GIVEN EXERCISE: Repeat the part of the George Clooney story below between "The next time" and "was the best.", inclusive, word for word.

EXTRACT TO READ:

+ + + + + + +

George Clooney heard me on the radio when he was in high school. Years later, he puked behind my back.
When he was in high school, George Clooney listened to me on the radio. He told me that when I first interviewed him in 1999 for CNN’s Showbiz Today. It was a press junket for the movie, “Three Kings.” I told him I had met his father when we both worked in Cincinnati in the mid-Seventies. Nick Clooney was a TV news anchor; I was at WEBN-FM.
“EBN!” said George. “I loved that station! Were you a DJ? When was your shift?”
I told him I did the news, in the mornings.
“With Robin Wood! I listened to you every morning getting ready to go to school.”
So, if there was ever a reason for me to admire the actor, there it was. He seemed genuinely enthused about our Cincinnati connection.
People often ask me about the celebrities I’ve interviewed, “What’s he really like?” I usually explain that, since the time I typically spent in their company was anywhere from 8 minutes at a press junket to an hour or so for a profile piece, I couldn’t honestly answer that question. And after all, they were putting on their best face for ABC or CNN.
After I “bonded” with Clooney during that brief first encounter, I became curious about what I’d heard was his reputation as one of Hollywood’s nice guys. So I asked a couple of people in the Showbiz unit at the Los Angeles CNN bureau what the “word on the street” was about Clooney. Was he too good to be true? A low-life behind the scenes? The replies sounded like a cowboy ballad: there seldom was heard a discouraging word.
The next time I did a junket for one of his films, “O Brother Where Art Thou?”, he greeted me with, “Hey, there’s my friend from Cincinnati.” The time after that, though, was the best.

+ + + + + + +

[Outline annotation records]
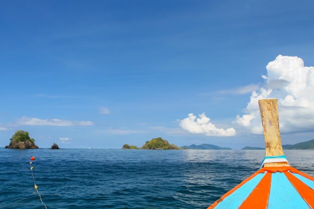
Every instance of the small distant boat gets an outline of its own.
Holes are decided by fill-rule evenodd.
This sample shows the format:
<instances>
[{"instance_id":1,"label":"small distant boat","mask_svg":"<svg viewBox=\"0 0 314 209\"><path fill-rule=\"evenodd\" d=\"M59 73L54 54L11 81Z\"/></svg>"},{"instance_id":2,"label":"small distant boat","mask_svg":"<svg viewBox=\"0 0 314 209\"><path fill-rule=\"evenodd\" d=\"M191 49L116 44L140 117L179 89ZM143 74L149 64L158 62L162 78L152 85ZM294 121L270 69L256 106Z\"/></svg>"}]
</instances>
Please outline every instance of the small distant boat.
<instances>
[{"instance_id":1,"label":"small distant boat","mask_svg":"<svg viewBox=\"0 0 314 209\"><path fill-rule=\"evenodd\" d=\"M314 209L314 178L290 166L283 154L278 101L258 101L266 157L261 168L207 209Z\"/></svg>"}]
</instances>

+ + + + + + +

ANSWER TO THE TASK:
The next time I did a junket for one of his films, “O Brother Where Art Thou?”, he greeted me with, “Hey, there’s my friend from Cincinnati.” The time after that, though, was the best.